Provided text:
--- Start ---

Although this nether-realm of zeros and infinities is off limits to material objects, it is light’s native economy. Since the speed of light is intrinsic to light, light may be said to be beyond space and time, whose aegis ceases at light speed. This claim, however, seems to be contradicted by the fact that light travels at a finite velocity–186,000 miles per second. How can light be a matter of zeros and infinities on the one hand, and, on the other, reducible to a finite numerical value?
Of all the ambiguities associated with light, this one is fundamental. In his first paper on relativity theory, Einstein brought the speed of light forward as a universal constant or unchanging velocity: no motion or maneuver on our part can alter the finite value that we assign to light upon measuring its speed. Having posited this constancy, Einstein wrote that “the velocity of light in our theory plays the role, physically, of an infinitely great velocity” (401). This tension between finiteness and infinitude is central to relativity theory, and it plays itself out in ways that touch on the aforementioned profundities regarding our optical experience of light.

--- End ---

[Point labeling data from photos]
--- Start ---

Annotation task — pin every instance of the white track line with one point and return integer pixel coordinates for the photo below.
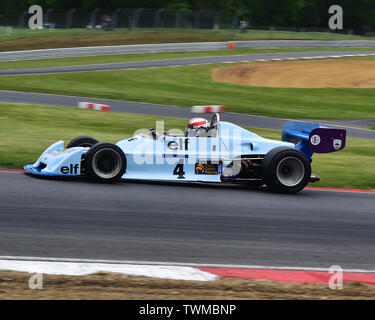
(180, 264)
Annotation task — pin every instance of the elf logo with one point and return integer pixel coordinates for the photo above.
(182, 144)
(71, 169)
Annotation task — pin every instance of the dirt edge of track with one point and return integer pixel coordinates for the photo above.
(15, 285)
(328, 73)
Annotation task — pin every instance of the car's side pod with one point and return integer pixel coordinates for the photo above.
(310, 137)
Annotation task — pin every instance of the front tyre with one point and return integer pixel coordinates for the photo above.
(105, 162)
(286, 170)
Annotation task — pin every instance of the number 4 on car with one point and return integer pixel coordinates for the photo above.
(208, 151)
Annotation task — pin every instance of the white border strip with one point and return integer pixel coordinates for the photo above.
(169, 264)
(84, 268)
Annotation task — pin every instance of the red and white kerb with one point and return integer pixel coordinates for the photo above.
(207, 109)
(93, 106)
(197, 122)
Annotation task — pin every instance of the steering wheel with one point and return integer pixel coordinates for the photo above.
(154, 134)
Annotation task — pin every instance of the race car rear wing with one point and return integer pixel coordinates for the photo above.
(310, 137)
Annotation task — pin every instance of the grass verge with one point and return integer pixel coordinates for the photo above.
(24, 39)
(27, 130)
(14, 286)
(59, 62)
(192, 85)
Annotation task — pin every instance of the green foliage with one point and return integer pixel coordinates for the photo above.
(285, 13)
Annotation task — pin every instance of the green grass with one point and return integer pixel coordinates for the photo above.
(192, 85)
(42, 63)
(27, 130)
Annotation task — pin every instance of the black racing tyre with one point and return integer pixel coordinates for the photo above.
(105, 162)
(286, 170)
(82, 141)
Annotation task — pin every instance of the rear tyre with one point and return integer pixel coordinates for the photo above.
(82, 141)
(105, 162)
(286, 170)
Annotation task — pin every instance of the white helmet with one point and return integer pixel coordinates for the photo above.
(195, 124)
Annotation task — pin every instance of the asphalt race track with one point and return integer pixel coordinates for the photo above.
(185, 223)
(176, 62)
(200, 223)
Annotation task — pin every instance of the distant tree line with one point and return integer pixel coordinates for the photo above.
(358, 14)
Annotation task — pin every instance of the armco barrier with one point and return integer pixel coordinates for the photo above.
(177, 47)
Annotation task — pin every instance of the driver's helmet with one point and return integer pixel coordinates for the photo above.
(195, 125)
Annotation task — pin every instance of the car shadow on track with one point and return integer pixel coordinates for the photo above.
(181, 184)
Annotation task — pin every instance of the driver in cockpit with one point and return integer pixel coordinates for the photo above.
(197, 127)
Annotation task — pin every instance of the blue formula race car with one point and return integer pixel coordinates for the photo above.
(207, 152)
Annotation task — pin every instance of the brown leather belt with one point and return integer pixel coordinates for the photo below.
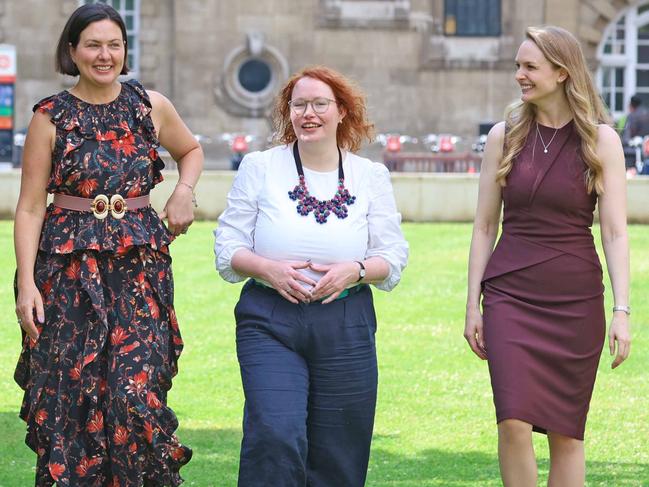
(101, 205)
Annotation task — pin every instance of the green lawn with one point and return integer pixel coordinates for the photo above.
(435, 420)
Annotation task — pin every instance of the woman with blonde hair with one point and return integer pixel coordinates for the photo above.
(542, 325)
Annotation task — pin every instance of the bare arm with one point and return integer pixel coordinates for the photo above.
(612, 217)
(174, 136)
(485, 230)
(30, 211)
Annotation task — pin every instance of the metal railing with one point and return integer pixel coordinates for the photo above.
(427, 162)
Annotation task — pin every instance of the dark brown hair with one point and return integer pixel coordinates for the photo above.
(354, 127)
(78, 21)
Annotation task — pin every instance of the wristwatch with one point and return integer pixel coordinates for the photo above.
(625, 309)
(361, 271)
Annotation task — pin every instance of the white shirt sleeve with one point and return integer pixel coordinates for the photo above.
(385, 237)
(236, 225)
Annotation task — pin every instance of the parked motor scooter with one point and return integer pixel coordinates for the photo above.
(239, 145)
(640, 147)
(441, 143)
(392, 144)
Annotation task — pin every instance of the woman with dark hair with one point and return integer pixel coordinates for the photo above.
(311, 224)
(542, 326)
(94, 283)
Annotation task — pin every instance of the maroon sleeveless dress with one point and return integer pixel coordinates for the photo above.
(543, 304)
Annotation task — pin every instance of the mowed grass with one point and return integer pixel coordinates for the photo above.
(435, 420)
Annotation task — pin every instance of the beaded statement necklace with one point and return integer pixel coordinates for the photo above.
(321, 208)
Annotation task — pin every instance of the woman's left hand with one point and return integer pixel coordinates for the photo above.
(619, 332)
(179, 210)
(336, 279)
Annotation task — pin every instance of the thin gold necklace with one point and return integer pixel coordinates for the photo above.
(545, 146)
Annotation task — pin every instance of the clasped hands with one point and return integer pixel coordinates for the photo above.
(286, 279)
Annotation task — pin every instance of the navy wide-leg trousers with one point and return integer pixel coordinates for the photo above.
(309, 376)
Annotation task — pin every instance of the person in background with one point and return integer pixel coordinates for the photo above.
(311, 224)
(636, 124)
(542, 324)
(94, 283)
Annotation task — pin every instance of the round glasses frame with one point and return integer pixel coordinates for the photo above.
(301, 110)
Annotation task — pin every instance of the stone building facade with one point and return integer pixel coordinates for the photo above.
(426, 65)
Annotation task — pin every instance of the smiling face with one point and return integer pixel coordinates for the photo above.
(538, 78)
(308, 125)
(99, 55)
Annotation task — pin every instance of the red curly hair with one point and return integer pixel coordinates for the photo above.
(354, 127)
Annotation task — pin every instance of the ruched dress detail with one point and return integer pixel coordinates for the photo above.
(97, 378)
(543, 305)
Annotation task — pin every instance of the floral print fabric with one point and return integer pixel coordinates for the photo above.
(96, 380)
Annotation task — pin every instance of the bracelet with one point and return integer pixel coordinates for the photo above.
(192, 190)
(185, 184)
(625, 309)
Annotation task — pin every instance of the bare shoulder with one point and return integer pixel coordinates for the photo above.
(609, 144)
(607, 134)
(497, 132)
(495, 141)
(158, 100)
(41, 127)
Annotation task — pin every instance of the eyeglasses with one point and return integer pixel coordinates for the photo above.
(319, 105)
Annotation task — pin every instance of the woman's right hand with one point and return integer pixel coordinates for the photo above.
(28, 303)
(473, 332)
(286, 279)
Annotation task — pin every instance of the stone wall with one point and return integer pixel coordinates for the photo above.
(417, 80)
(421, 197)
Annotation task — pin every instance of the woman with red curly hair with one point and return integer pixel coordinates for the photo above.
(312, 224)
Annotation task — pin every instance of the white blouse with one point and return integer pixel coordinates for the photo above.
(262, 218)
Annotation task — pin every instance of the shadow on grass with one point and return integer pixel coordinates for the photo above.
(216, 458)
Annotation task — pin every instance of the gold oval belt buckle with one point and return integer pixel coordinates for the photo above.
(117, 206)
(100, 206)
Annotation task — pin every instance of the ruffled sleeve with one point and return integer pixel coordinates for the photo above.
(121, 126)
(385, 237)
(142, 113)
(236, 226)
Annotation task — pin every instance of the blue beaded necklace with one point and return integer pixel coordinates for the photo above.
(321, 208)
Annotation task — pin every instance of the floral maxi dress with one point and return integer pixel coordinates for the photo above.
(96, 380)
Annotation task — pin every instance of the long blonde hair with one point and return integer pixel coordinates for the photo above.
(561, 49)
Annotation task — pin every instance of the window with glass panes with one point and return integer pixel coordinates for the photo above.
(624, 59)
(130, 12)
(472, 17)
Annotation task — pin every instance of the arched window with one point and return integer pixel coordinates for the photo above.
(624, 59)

--- End ---

Exercises:
[1] Reproduce the passage on the speed of light word for word, in full.
[2] How many lines of the records contain the string "grass", with case taken into account? Reply with the number alone.
The passage and the records are unrelated.

Answers per task:
[1]
Although this nether-realm of zeros and infinities is off limits to material objects, it is light’s native economy. Since the speed of light is intrinsic to light, light may be said to be beyond space and time, whose aegis ceases at light speed. This claim, however, seems to be contradicted by the fact that light travels at a finite velocity–186,000 miles per second. How can light be a matter of zeros and infinities on the one hand, and, on the other, reducible to a finite numerical value?
Of all the ambiguities associated with light, this one is fundamental. In his first paper on relativity theory, Einstein brought the speed of light forward as a universal constant or unchanging velocity: no motion or maneuver on our part can alter the finite value that we assign to light upon measuring its speed. Having posited this constancy, Einstein wrote that “the velocity of light in our theory plays the role, physically, of an infinitely great velocity” (401). This tension between finiteness and infinitude is central to relativity theory, and it plays itself out in ways that touch on the aforementioned profundities regarding our optical experience of light.

[2] 4